As a result, Catholic teaching has almost never succeeded in ascribing positive value to sexuality, i.e. associating it with love or seeing it as a positive experience of our humanity, leading to an acceptance of the mystery of otherness and of God's immense Love. Paul VI's encyclical, Casti Conubii, does equate unity in love as an equal goal with procreation, but since the Catholic natural law view of marriage strongly prohibiting contraception is vigorously upheld in the same document, this takes away with the left hand what the Pope seems to give with the right. Faithful Catholic couples today are still constrained to fear an unwanted child every time they express their physical love to each other regardless of the number of children they have. Creativity and spontaneity in sexual love are aborted by a natural law ethics not based on scripture.

Sexuality was surrounded with many images of danger to the spiritual life. The saint became the one who renounced all sexual life. Only those males who renounced sexuality could be priests. Many Catholics believe that to have celibate priests and nuns is essential to Catholic identity. Catholic ethics today remains mainly faithful to the patristic tradition: sexuality still, by and large, belongs to the order of impurity. Therefore marriage must have less value for the Kingdom than celibacy. Priesthood is reserved to celibate men as only they can be free to serve God totally as did Jesus who was celibate according to tradition.

EFFECTS OF A NATURAL LAW ETHIC
Catholic authority bases its sexual ethics upon its understanding of its concept of natural law, as if it were universally understood, as if morality can be the subject of a science which all men of good will should recognize as valid. But current sciences (the social and human sciences in particular) and other ethical traditions are denied the possibility of joining in, dialoging and confirming this rationality.

Thus the Church has a special knowledge of reality, which, without owing anything to scientific research, discovers objective real nature on its own. But this view produces an insurmountable dilemma: either it is real science which is thus capable of answering the demands of scientific research and being in dialogue with other sciences and faith systems, or if it is not a science but a philosophical or theological interpretation, it must admit that any pronouncement it makes is biased and partial. This dilemma is simply denied by Catholic authority.

The most serious consequence of this is that the critical task of a theology of sexuality or of marriage becomes impossible. We are left with an absolutized ethic that rejects dialogue and spurns rational, scholarly challenge from its own members: whether professional theologians, bishops, pastoral clergy, religious or laity. God can speak only through Rome, as the outstanding moral theologian, Dr. Charles Curran, supported by all his peers and the faculty at Catholic University, learned. Although twice elected president of the Catholic Theological Society and recipient of the prestigious John Courtney Murray award, he was fired from his tenured post at Catholic University for writing and teaching that challenged traditional views of sexual morality. Expertise counts for nothing without the bow to the proper icons, and must be discredited, as other Catholic theologians have discovered.

Catholic ethics of sexuality by refusing critical discussion and currently controlled by Rome, cannot maintain the concept of natural law except by depriving it of all rational coherence, and therefore of wide acceptance. The official expectation is that natural law teaching must be accepted on faith as simply required belief for the loyal Catholic. Natural law teaching requires either unquestioning or naive faith in Catholic authority.

-- What you are asked to do --
According to the text on Catholic sexual ethics, why was Charles Curran fired from his tenured post at Catholic University? The records are not needed for this task.

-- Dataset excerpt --
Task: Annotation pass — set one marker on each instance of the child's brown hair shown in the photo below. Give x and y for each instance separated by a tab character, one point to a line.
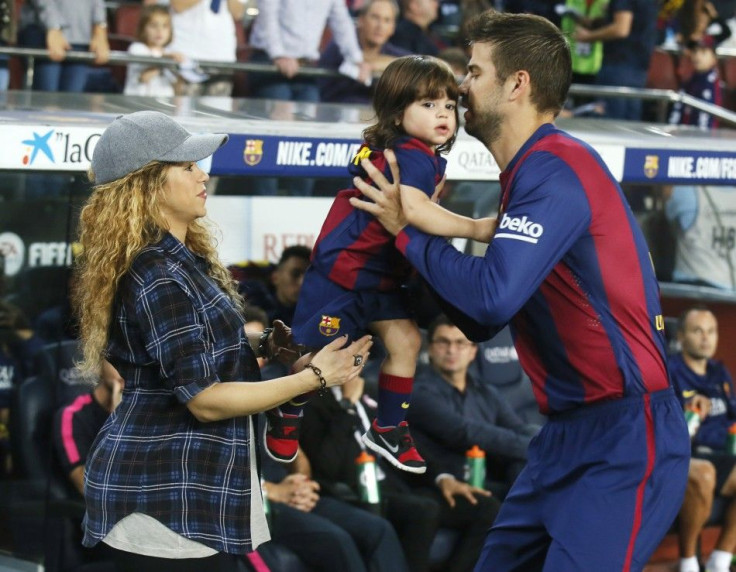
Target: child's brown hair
147	15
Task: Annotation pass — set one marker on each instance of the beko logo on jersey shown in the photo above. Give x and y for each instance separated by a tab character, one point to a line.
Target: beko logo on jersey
519	229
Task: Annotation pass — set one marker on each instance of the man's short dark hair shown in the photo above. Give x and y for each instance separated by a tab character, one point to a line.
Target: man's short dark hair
295	251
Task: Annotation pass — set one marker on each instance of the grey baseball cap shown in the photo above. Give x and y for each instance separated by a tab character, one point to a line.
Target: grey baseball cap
134	140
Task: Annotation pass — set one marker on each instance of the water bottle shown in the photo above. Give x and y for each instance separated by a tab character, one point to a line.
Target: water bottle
475	467
731	442
370	494
692	418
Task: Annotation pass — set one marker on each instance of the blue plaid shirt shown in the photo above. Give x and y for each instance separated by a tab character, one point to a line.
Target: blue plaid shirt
174	333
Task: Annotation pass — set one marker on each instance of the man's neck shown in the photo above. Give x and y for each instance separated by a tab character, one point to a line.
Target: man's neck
698	365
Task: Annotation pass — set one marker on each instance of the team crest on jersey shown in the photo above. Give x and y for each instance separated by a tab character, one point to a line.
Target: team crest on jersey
363	153
329	325
253	152
651	166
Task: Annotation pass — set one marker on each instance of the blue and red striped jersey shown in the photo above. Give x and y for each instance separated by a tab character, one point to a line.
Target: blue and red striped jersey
353	249
568	268
717	385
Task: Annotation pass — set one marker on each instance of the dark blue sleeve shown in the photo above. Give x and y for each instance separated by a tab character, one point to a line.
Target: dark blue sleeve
548	211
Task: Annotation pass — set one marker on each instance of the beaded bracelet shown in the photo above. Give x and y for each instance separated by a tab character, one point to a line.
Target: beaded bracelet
322	380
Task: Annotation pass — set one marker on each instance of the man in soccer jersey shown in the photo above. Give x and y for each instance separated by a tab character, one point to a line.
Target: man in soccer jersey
704	383
569	269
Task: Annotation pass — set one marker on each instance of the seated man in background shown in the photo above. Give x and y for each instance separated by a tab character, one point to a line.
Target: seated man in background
76	425
702	218
376	24
326	533
471	412
416	505
704	384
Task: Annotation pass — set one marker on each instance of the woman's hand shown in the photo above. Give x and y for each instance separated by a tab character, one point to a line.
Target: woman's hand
341	365
281	344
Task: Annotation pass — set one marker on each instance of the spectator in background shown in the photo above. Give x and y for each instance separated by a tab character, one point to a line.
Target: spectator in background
153	35
60	26
416	506
59	323
697	19
587	57
469	9
702	218
457	59
543	8
705	83
704	383
472	411
376	24
288	33
629	37
325	533
205	30
412	32
18	346
76	425
279	298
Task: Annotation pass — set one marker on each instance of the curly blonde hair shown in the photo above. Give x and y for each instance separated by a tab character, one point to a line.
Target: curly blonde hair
119	220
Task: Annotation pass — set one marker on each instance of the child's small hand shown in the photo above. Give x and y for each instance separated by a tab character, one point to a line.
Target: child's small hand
484	229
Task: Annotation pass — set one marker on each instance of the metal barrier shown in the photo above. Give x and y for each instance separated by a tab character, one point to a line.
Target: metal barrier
124	58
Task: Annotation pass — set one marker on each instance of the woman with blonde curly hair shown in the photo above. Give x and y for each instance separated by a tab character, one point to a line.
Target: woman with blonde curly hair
171	480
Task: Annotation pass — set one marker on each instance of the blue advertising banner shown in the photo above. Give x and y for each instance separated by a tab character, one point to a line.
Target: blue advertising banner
284	156
678	166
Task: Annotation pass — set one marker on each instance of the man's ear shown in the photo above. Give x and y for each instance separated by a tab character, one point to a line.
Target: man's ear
520	83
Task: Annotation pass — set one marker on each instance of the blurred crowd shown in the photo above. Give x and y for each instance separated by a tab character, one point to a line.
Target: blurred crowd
612	43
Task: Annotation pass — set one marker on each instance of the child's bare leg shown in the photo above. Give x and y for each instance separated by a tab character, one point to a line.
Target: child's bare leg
402	341
389	434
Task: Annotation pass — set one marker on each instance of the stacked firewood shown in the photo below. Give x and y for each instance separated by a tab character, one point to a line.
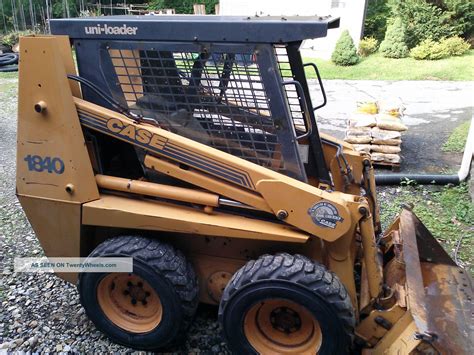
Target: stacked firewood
376	129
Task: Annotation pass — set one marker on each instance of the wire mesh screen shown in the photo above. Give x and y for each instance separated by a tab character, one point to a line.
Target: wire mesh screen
215	98
294	100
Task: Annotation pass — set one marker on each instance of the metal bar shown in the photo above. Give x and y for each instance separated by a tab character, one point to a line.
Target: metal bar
157	190
373	264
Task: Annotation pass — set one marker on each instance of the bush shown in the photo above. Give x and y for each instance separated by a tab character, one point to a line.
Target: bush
375	23
13	38
367	46
428	49
182	6
431	50
455	46
461	16
422	21
345	52
393	46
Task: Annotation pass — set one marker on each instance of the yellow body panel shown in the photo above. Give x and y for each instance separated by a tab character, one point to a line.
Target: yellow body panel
115	211
55	133
57	225
248	175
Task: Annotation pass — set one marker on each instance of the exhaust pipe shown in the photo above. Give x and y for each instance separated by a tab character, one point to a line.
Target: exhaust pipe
437	179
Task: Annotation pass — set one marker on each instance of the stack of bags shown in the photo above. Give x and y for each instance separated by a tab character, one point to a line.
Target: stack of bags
376	129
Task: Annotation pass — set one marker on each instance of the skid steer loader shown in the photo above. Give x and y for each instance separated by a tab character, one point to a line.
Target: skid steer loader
190	144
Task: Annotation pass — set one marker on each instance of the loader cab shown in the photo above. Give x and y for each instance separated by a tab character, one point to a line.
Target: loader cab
201	77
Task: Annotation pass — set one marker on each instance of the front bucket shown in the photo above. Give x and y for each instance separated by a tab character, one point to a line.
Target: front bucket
439	293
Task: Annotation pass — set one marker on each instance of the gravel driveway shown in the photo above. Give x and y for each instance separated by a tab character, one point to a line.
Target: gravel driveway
40	312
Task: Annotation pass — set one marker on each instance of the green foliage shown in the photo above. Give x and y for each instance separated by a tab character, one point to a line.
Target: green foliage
345	52
376	17
13	37
394	45
456	46
429	49
461	16
182	6
447	212
367	46
457	139
422	21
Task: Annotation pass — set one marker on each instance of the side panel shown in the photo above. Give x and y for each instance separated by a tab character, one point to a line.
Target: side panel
51	152
57	226
115	211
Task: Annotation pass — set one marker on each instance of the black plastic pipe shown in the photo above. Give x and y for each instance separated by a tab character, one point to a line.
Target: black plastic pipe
436	179
423	179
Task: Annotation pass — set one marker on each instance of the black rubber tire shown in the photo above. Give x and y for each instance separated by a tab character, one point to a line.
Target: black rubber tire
298	279
9	68
166	270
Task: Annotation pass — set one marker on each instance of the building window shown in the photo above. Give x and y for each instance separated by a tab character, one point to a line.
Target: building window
338	4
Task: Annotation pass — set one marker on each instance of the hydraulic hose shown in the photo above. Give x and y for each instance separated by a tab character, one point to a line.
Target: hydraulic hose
437	179
8	59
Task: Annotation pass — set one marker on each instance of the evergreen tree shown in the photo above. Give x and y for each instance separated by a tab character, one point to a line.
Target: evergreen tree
394	44
345	52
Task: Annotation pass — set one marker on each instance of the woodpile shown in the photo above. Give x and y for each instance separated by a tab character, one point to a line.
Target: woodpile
376	128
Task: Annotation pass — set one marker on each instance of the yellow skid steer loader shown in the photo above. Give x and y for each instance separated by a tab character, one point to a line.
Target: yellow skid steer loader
189	143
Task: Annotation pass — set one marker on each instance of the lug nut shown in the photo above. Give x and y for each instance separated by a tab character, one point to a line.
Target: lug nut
40	107
282	214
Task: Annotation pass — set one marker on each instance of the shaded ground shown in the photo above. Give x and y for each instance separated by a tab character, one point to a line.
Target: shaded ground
433	110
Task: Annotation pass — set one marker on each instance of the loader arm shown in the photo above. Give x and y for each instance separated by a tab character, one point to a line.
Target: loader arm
328	215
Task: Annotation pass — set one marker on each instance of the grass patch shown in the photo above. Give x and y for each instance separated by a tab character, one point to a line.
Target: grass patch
448	213
376	67
457	139
10	75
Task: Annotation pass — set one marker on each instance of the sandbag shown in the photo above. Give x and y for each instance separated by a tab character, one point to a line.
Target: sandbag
389	149
362	120
386	158
359	131
394	141
381	134
391	106
358	139
369	107
364	148
390	123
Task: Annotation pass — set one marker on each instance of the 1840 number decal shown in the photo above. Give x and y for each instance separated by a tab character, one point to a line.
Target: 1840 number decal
49	164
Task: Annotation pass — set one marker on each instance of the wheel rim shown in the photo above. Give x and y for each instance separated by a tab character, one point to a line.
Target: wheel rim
283	327
129	302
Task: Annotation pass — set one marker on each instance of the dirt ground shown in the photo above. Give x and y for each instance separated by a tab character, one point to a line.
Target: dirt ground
433	110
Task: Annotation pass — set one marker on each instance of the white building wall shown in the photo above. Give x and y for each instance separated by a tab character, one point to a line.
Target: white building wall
351	13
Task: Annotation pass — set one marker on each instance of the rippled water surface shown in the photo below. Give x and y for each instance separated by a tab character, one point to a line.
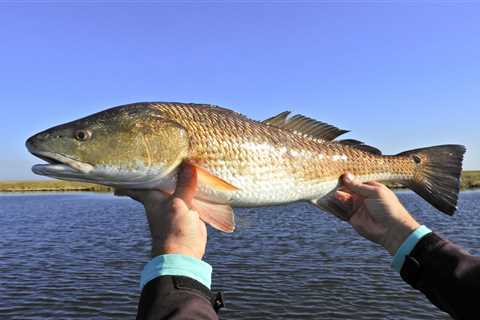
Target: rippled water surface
79	256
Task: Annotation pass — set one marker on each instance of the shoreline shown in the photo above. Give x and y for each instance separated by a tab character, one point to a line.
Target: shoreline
469	180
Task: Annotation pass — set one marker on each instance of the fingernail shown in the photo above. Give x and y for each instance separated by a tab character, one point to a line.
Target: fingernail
186	172
348	177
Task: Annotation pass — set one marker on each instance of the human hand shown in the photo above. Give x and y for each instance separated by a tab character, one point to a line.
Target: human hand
174	228
375	212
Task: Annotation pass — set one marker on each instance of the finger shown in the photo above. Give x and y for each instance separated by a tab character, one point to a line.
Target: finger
343	196
186	184
375	184
137	195
358	187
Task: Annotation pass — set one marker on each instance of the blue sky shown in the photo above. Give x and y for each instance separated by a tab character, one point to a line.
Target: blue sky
400	76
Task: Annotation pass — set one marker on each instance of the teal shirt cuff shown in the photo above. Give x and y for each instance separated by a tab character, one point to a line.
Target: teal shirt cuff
407	247
177	265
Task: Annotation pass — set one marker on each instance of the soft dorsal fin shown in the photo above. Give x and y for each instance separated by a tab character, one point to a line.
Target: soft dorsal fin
305	126
360	145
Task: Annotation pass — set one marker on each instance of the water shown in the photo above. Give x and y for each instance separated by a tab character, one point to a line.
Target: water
79	256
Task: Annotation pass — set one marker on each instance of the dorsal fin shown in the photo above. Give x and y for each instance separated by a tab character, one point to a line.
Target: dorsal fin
305	126
360	145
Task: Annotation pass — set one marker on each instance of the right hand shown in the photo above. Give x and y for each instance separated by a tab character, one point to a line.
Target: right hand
376	213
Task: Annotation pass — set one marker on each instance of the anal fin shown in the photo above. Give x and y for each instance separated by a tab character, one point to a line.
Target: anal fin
330	204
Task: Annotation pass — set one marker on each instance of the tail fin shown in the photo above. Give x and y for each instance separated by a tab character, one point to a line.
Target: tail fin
437	175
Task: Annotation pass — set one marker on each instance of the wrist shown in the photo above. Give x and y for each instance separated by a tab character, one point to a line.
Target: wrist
166	247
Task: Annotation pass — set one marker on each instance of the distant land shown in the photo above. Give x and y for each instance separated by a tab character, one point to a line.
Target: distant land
470	180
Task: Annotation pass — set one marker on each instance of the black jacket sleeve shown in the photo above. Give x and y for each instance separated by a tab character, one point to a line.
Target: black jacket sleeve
446	274
177	298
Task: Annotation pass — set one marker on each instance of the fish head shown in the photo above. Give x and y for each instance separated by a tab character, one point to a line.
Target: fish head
127	145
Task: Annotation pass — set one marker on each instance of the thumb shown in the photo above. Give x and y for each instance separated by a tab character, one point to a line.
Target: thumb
362	189
186	184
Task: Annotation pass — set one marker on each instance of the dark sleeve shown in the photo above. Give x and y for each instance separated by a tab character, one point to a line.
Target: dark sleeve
446	274
177	298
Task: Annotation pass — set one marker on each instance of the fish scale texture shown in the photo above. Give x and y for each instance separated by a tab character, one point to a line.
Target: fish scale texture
271	165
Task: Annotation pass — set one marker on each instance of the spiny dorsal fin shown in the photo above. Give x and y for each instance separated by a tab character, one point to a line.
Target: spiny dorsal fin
360	145
305	126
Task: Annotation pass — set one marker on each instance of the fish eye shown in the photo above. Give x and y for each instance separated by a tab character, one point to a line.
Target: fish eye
82	134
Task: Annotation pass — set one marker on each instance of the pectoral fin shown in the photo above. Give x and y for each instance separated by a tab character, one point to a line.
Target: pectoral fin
219	216
215	182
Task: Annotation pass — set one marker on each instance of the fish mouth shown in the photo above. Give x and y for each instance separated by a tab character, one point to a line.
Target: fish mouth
59	165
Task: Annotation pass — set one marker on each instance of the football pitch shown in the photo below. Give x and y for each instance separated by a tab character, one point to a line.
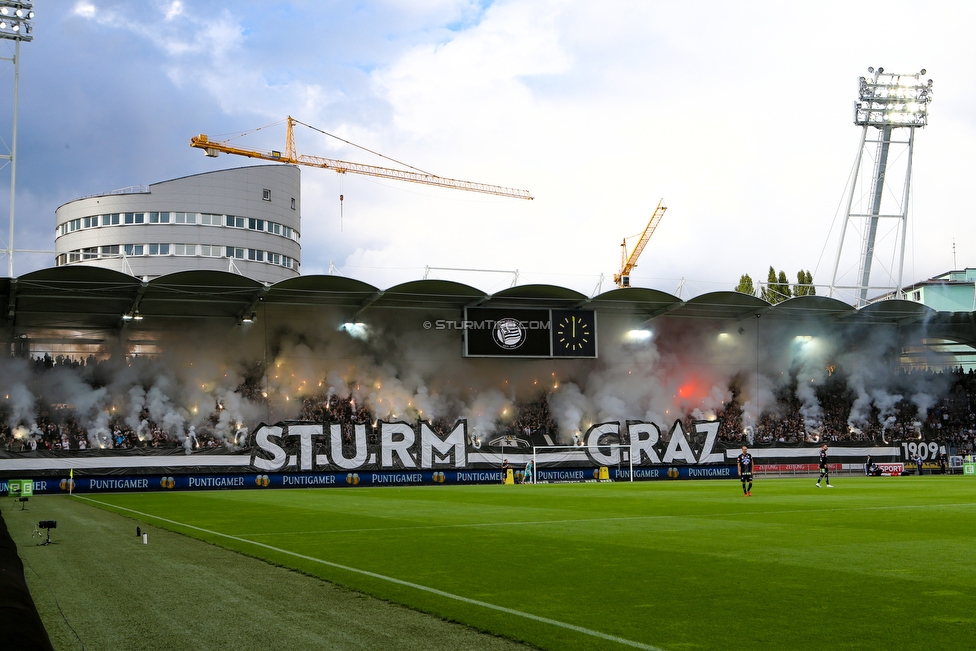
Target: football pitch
872	563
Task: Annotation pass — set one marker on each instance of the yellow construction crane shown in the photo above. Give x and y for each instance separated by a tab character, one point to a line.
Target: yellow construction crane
628	262
213	148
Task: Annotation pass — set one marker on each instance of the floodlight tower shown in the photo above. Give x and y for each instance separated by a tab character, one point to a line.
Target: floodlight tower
888	106
16	26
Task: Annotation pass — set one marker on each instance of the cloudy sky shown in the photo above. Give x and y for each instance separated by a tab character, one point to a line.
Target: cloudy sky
738	114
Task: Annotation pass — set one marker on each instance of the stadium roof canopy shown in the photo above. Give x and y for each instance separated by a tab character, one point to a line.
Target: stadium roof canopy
80	299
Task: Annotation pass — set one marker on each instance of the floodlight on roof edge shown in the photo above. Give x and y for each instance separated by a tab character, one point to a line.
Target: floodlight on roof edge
886	102
16	26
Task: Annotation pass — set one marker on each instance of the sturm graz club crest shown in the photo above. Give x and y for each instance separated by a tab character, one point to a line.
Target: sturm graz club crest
509	333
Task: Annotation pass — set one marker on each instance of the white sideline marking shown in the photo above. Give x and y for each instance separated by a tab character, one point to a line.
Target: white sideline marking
416	586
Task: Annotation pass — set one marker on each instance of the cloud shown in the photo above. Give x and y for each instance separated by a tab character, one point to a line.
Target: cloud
739	116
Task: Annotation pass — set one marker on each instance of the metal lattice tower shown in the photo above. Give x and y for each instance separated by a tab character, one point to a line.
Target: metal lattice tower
889	108
15	25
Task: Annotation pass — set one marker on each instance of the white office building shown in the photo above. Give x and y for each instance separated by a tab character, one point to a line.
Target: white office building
245	220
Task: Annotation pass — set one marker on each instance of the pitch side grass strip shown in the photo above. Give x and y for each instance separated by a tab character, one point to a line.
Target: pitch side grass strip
382	577
522	523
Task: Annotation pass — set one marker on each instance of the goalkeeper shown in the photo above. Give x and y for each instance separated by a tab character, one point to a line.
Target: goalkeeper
745	471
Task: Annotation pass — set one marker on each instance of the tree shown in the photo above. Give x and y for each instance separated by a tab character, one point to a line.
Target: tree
777	287
745	285
804	284
783	286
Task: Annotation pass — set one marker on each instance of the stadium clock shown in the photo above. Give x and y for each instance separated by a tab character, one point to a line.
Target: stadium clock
573	333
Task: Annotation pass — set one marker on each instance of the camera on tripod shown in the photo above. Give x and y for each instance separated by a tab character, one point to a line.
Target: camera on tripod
46	524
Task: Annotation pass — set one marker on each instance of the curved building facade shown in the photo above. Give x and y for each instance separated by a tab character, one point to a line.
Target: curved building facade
245	220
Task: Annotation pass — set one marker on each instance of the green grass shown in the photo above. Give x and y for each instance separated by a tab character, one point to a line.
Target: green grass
181	593
873	563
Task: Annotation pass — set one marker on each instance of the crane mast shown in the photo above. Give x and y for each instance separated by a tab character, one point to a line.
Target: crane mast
628	262
213	148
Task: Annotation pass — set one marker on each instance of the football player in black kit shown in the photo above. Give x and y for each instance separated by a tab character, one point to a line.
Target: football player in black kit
745	471
824	473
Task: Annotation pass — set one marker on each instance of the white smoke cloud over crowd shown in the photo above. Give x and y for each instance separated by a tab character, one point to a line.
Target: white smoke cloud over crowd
225	382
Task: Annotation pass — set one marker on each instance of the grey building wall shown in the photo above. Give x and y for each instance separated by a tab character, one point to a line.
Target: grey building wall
246	220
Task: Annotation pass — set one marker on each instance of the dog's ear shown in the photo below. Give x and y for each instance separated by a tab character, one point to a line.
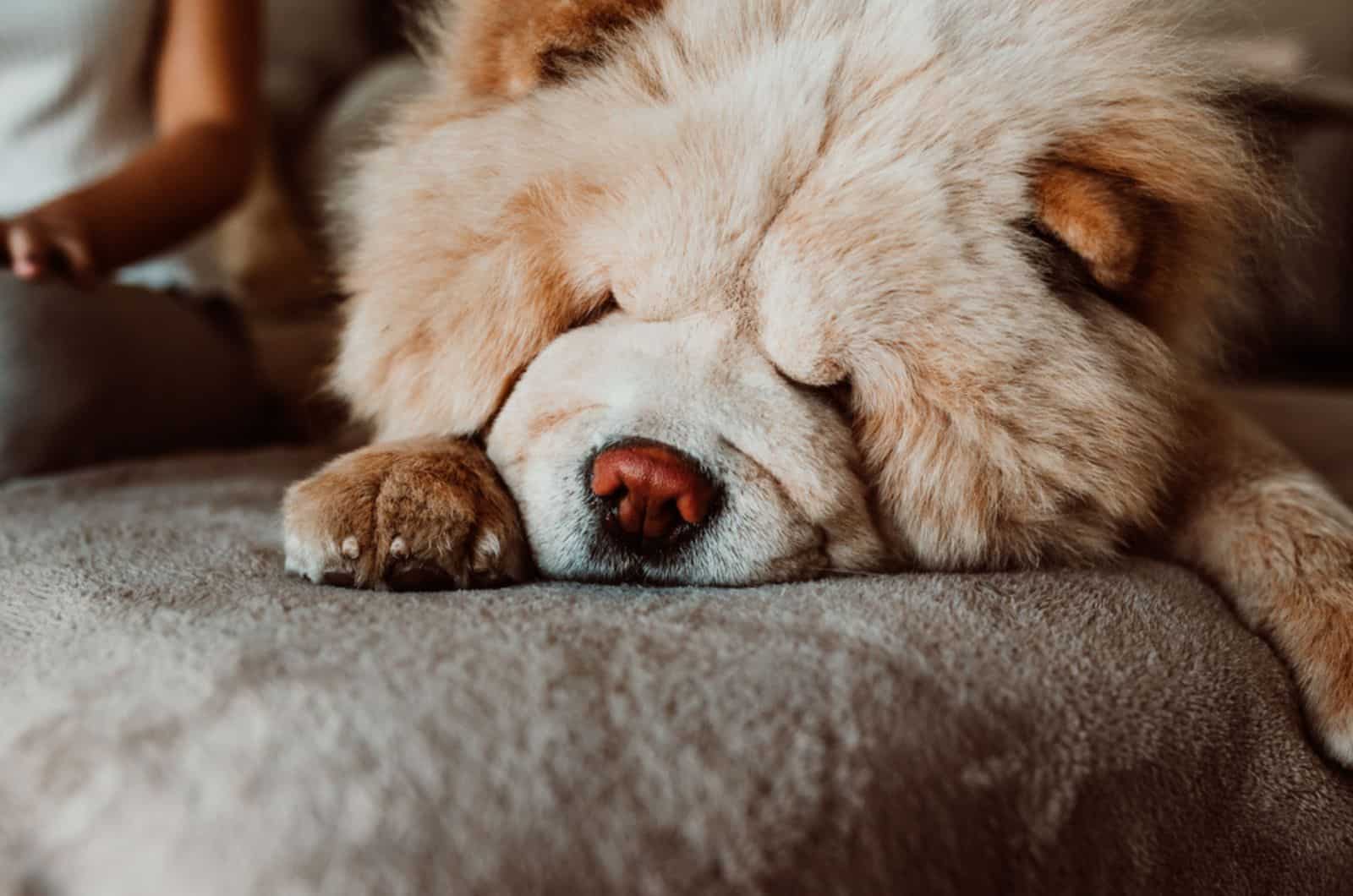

-- Result of this exercise --
He was fired for writing and teaching that challenged traditional views of sexual morality.